:: Exercise directions ::
When you reproduce the data, keep every word exactly as it stands and leave the pictures out.

[Saved entries]
--*--
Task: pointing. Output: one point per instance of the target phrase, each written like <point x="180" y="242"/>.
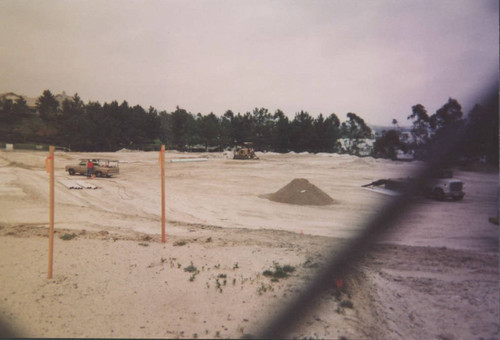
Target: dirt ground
<point x="435" y="277"/>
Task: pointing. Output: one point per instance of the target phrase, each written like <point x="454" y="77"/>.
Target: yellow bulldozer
<point x="244" y="151"/>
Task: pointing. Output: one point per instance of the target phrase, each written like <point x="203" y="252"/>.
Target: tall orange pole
<point x="50" y="169"/>
<point x="162" y="166"/>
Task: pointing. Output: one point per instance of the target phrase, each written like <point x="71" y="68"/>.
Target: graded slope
<point x="301" y="192"/>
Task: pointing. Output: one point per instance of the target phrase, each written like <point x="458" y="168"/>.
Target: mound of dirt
<point x="301" y="192"/>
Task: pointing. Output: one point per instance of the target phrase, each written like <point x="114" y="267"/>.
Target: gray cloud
<point x="375" y="58"/>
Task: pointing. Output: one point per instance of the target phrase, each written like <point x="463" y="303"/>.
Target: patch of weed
<point x="346" y="304"/>
<point x="67" y="237"/>
<point x="191" y="268"/>
<point x="179" y="243"/>
<point x="279" y="271"/>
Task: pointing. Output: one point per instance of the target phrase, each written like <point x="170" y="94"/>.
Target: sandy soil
<point x="436" y="276"/>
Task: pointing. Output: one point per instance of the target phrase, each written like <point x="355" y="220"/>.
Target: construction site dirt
<point x="228" y="238"/>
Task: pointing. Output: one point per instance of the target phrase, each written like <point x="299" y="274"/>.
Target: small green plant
<point x="279" y="271"/>
<point x="346" y="304"/>
<point x="67" y="237"/>
<point x="191" y="268"/>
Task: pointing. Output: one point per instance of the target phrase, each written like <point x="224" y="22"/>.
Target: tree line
<point x="112" y="126"/>
<point x="427" y="132"/>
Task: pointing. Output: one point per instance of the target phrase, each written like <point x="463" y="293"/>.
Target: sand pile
<point x="301" y="192"/>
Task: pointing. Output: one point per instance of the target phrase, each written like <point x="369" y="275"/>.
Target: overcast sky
<point x="374" y="58"/>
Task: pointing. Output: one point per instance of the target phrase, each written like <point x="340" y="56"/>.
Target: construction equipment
<point x="244" y="151"/>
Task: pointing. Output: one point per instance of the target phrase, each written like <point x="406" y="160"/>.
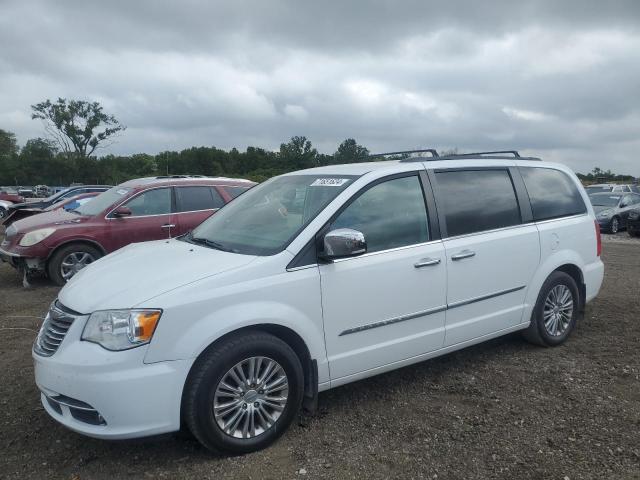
--*--
:: Response to the task ::
Task: pointing. Output: one point per instance of the target phrase, each written like <point x="180" y="242"/>.
Target: dirt ground
<point x="435" y="277"/>
Task: pointing. Output: one point per instance of the target phrase, each written like <point x="454" y="77"/>.
Target: yellow bulldozer
<point x="244" y="151"/>
Task: pointing. Output: one point per instance of the target phrase, each written like <point x="203" y="252"/>.
Target: tall orange pole
<point x="50" y="169"/>
<point x="162" y="166"/>
Task: pointing. Output: one point per instance of the target phrase, each written like <point x="71" y="68"/>.
Target: graded slope
<point x="301" y="192"/>
Task: pointing. Output: one point per instance of the target phrase, each written like <point x="458" y="168"/>.
Target: mound of dirt
<point x="301" y="192"/>
Task: pointing. Output: one point per instance of the target phrase, each written like <point x="114" y="267"/>.
Target: gray cloud
<point x="375" y="58"/>
Task: pointing. Output: one point per instance of the target phrase, each written like <point x="463" y="303"/>.
Target: patch of weed
<point x="346" y="304"/>
<point x="67" y="237"/>
<point x="191" y="268"/>
<point x="179" y="243"/>
<point x="279" y="271"/>
Task: pointing. Output: one point per instance of the target phrase, each written like <point x="170" y="94"/>.
Target: sandy soil
<point x="436" y="276"/>
Task: pointing. Output: one point per instance of the target phrase, each written like <point x="355" y="220"/>.
Target: construction site dirt
<point x="228" y="238"/>
Task: pointing. Output: one point per instance of the target phrase, each written like <point x="299" y="274"/>.
Target: small green plant
<point x="279" y="271"/>
<point x="346" y="304"/>
<point x="67" y="237"/>
<point x="191" y="268"/>
Task: pointing. Output: one point per instance of the target phrase, each written like <point x="224" y="22"/>.
Target: tree line
<point x="112" y="126"/>
<point x="427" y="132"/>
Task: pointing. Output: one point per instance of the target phrase, each written like <point x="463" y="293"/>.
Target: sand pile
<point x="301" y="192"/>
Task: pointing. Output: one point per instance of the target phrase, each written like <point x="369" y="275"/>.
Target: overcast sky
<point x="374" y="58"/>
Task: pointing. Output: one point per instance of the target phrase, each written like <point x="340" y="56"/>.
Target: construction equipment
<point x="244" y="151"/>
Task: pointing. Output: one point per instance of the target phrase, each written like <point x="406" y="160"/>.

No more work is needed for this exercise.